Text excerpt:
● ● ●

For one reason or another, with COVID the “public health” panickers who are always wrong finally got the society consuming panic they long wanted. An ethos of “if it saves one life” took off, ignoring the fact that every policy has other harms, and in this case often egregious harms with no meaningful benefits. Some governors reversed course “early,” while Kristi Noem was blocked from implementing many statewide policies by South Dakota’s legislature. In all those places things were fine despite intense doomsaying from the media and “experts.”
However, politicians clearly saw that since everyone was doing this, there would be few consequences for going along. Whereas, if they did nothing and things did turn out badly, they would be left without cover. In a strange turn of events, Belarus, which is practically still a Soviet country, was for a time one of the freest countries on earth after its leader Alexander Lukashenko mocked the virus and recommended drinking vodka at hockey games. His approach of doing nothing showed that nothing needed to be done while the rest of the world suffered.

● ● ●

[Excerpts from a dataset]
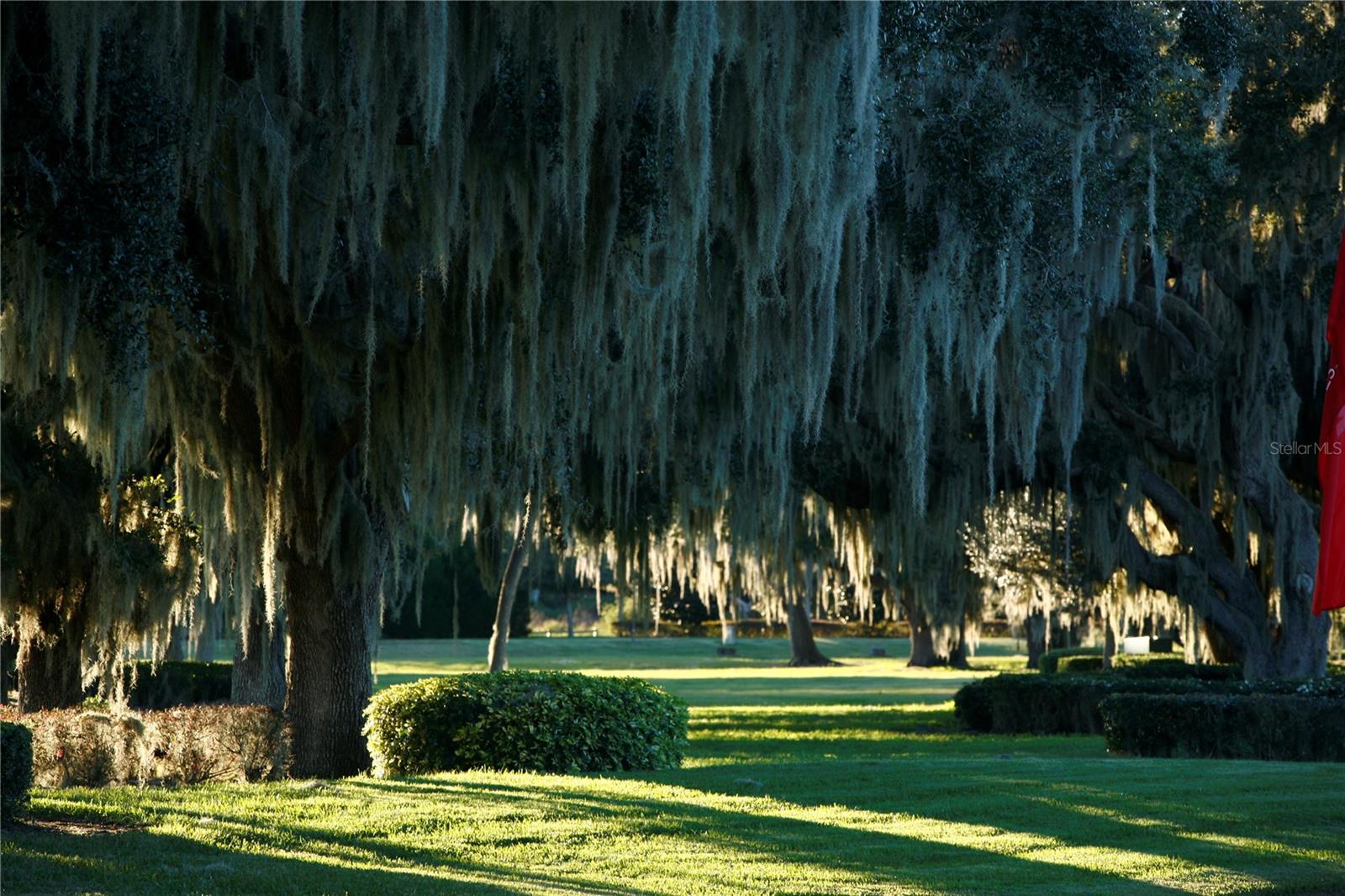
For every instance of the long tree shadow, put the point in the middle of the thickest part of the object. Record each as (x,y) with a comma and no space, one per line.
(889,860)
(1156,815)
(46,862)
(304,855)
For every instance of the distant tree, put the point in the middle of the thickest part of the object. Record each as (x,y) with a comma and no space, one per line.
(82,572)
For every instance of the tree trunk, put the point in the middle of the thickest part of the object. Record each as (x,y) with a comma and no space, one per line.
(728,630)
(509,587)
(49,665)
(331,630)
(804,649)
(455,603)
(1235,609)
(259,676)
(205,631)
(1035,627)
(179,640)
(925,650)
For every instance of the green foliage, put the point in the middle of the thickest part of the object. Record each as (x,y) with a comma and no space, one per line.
(1278,727)
(15,770)
(1149,667)
(182,746)
(177,683)
(1051,660)
(515,720)
(1080,663)
(1068,704)
(1152,667)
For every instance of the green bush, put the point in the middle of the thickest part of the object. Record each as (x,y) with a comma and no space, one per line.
(15,770)
(1161,667)
(1281,727)
(525,721)
(178,683)
(1068,704)
(1049,661)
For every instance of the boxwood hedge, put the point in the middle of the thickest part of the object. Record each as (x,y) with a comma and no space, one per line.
(1149,667)
(1049,661)
(1068,704)
(525,721)
(1281,727)
(15,770)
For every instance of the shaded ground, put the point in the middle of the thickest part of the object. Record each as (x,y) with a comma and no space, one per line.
(815,781)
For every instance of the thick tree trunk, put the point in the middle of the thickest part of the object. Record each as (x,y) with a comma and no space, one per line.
(50,673)
(498,661)
(1289,646)
(331,630)
(49,665)
(804,647)
(260,674)
(926,650)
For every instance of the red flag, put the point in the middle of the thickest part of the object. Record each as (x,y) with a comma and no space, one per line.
(1331,466)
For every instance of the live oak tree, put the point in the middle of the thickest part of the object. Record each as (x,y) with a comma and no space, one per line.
(85,572)
(746,257)
(440,252)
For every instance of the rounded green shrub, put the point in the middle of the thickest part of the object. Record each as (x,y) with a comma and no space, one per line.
(1049,661)
(15,770)
(525,721)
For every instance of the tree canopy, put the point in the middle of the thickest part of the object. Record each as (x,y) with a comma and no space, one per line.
(739,293)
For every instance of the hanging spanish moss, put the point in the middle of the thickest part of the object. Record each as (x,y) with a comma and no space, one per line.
(757,300)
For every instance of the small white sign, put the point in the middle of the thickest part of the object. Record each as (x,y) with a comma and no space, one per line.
(1136,645)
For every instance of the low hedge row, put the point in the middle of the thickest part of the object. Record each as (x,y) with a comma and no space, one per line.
(1131,667)
(525,721)
(15,770)
(1068,704)
(1049,661)
(1278,727)
(183,746)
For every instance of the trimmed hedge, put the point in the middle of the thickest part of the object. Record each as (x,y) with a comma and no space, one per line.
(1131,667)
(178,683)
(1049,661)
(15,770)
(525,721)
(1068,704)
(1278,727)
(1080,665)
(181,746)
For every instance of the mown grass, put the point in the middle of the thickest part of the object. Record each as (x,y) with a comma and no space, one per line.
(851,779)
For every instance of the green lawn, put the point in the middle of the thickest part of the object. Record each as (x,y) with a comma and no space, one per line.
(852,779)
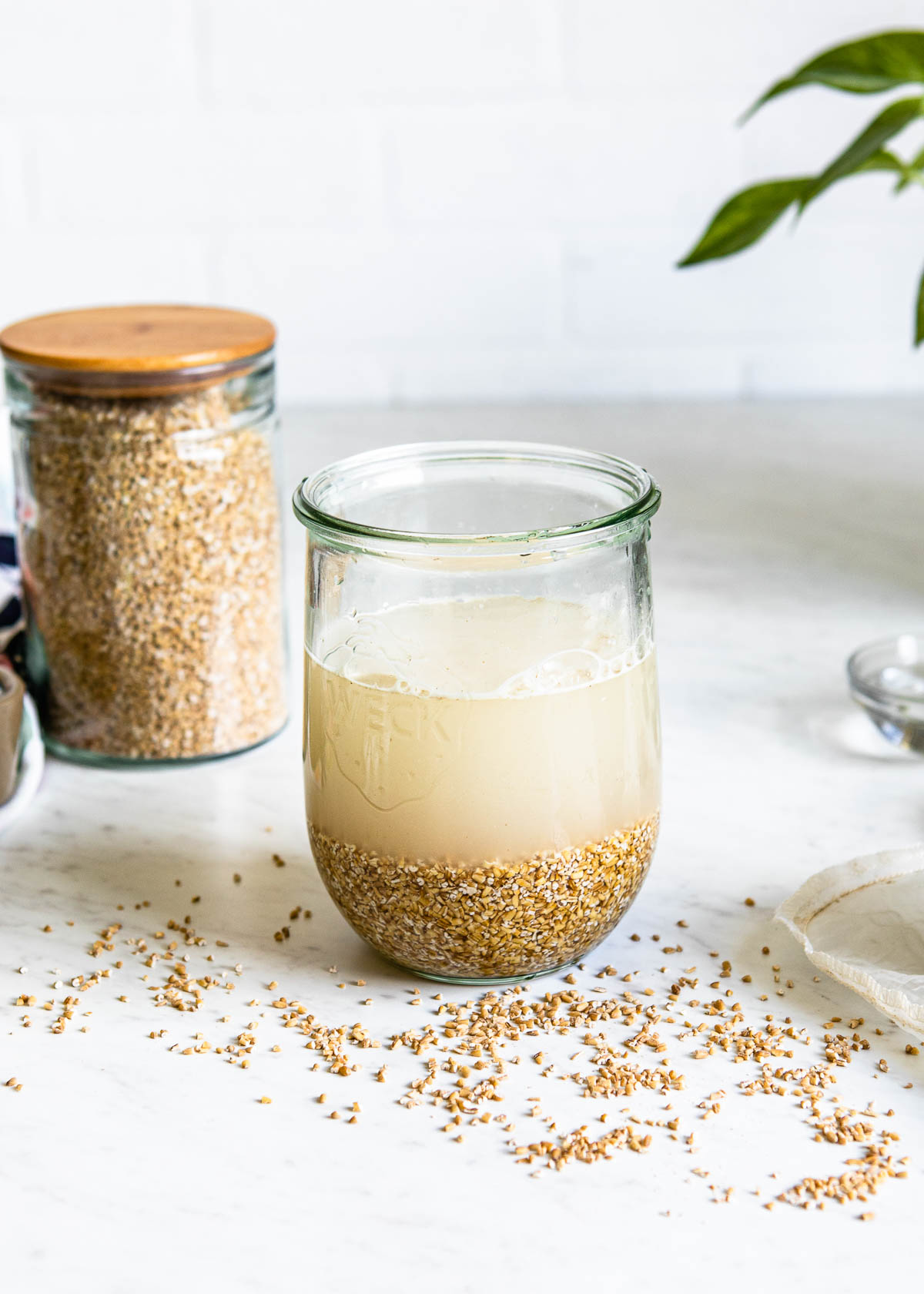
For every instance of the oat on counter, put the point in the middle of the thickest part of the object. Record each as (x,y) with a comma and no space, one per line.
(149,529)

● ● ●

Directions:
a) According to the text on COVID policy, why did politicians go along with the restrictions that others were adopting? Answer in one to three sentences.
b) Repeat the passage from the text on COVID policy from "However, politicians clearly" up to and including "the world suffered.".
c) Go on with the text on COVID policy from its final sentence.

Activity answers:
a) Politicians saw that few consequences would follow from going along, since everyone was doing the same. If they did nothing and things turned out badly, they would be left without cover.

b)
However, politicians clearly saw that since everyone was doing this, there would be few consequences for going along. Whereas, if they did nothing and things did turn out badly, they would be left without cover. In a strange turn of events, Belarus, which is practically still a Soviet country, was for a time one of the freest countries on earth after its leader Alexander Lukashenko mocked the virus and recommended drinking vodka at hockey games. His approach of doing nothing showed that nothing needed to be done while the rest of the world suffered.

c)
Machiavelli wrote in Discourses on Livy that when a problem arises in a state, internal or external, it is safer to delay dealing with it than to attack it. His justification is that, “almost always those who eliminate it only increase its strength and hasten the harm that is expected from it.”1[I.33] Admittedly, at other points in the text he does contradict this, and speak of the harms from delayed decisions and ambiguity. Still, he recognizes that when a problem is terrifying the public, ruinous decisions are made because “fear caused them to seek remedies, and the remedies they adopted hastened the downfall of their republic.”
There aren’t many notable examples of the good impact of delaying dealing with problems because they so commonly fade away and turn out to have been not so notable. One strong example from U.S. history is the Panic of 1819, which was the subject of libertarian theorist Murray Rothbard’s doctoral dissertation. In that instance, no one could agree on what to do, no major policies were passed, and without intervention, the economy recovered on its own and it’s now a mostly forgotten episode.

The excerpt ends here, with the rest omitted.